- _Compiti scritti_:
[a] Riassumi in due frasi il testo sull'amore.
[b] Riscrivi i record, da quello che contiene "Where can the stone" fino alla fine dei record, sostituendo "stone" con "rock" e lasciando invariato tutto il resto.

L’imperituro Eros alla corte dei mortali: la fenomenologia dell’amore
‘’Transumanar significar per verba non si poria; peró l’essemplo basti a cui esperienza grazia serba’’. Asceso infine al Paradiso, all’apice d’un percorso parallelo con Beatrice, dettato da distanze mai lontane e vicinanze mai vicine, Dante dedicò al suo sentire queste parole. Dovessi definire l’amore lo farei allo stesso modo: un qualcosa di indescrivibile con l’ausilio delle sole parole, che alle volte sono di troppo o come in questo caso troppo poche, riconoscibile solo attraverso l’esempio del nostro vivere. L’amore non è un qualcosa che ci viene insegnato, è un’esperienza che cerchiamo ma per la quale non siamo pronti, è un qualcosa che riconosciamo pur non avendolo conosciuto prima. L’amore non si crea, capita, e al contempo non capita, si crea. Poiché ogni ulteriore tentativo di definire tale sentimento sarebbe vano, rispetto a quelli che sono i miei mezzi almeno, tenterò invece di dedicare queste poche righe al come affrontiamo l’amore, così come un qualcuno che non sapendo dare un significato alla vita non mancherebbe comunque di viverla.
C’è chi direbbe che l’amore, nonostante la sua forma unitaria, si divida in differenti sue manifestazioni. Ma a differenziare l’amore, almeno io credo, non è l’amore nelle sue radici, ma la persona amata. Che non si tratti l’amore come tanti bicchieri da versare in ogni recipiente amato, ma come un unico innaffiatoio che versa e definisce tramite il suo sentire l’altro.
È opiniorecepta ormai che in Occidente siamo soliti trattare l’amore come un mezzo, in una sua definizione meccanica che pone le sue basi su una sorta di scambio equivalente: amore è dare e ricevere, amare ed essere amati.
Si considera l’amore in una ramificazione di valori: quello che si prova nei riguardi di un genitore, ben diverso da quello che si prova nei riguardi di un amico, ancora differente rispetto a quello che si dedica ad una persona con la quale si intraprende una relazione.
Ma come si può fare di un qualcosa che conosciamo così poco e che viviamo così tanto un così presuntuoso schema d’utilizzo? L’amore non può essere soggetto a misurazioni e diversificazioni, non è possibile definire tramite un preciso metro quanto si ami un qualcuno o quale sia il tipo di amore che si prova nei riguardi di una persona, etichettando così di fatto un rapporto tramite ben precise classificazioni sociali.

- _Record dell'esercizio_:
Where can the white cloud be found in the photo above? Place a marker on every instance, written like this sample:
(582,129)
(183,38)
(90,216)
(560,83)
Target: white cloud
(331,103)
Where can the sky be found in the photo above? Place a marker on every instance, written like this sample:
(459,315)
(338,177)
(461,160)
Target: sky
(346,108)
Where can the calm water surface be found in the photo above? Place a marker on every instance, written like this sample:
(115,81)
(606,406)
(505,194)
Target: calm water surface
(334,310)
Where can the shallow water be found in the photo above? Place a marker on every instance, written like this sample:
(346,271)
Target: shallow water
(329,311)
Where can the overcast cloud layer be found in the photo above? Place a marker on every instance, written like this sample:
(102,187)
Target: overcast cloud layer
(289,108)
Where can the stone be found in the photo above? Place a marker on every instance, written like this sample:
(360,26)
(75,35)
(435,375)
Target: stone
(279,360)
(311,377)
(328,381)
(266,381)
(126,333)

- _Risposte fornite_:
[a] Il testo sostiene che l'amore non si può descrivere a parole, proprio come il "transumanar" di Dante, ma si riconosce solo attraverso l'esperienza, e per questo sceglie di riflettere su come lo si affronta. Critica poi l'abitudine occidentale di trattarlo come uno scambio equivalente e di suddividerlo in tipi diversi, affermando che l'amore non può essere misurato né classificato e che a differenziarlo è la persona amata.

[b]
Where can the rock be found in the photo above? Place a marker on every instance, written like this sample:
(360,26)
(75,35)
(435,375)
Target: rock
(279,360)
(311,377)
(328,381)
(266,381)
(126,333)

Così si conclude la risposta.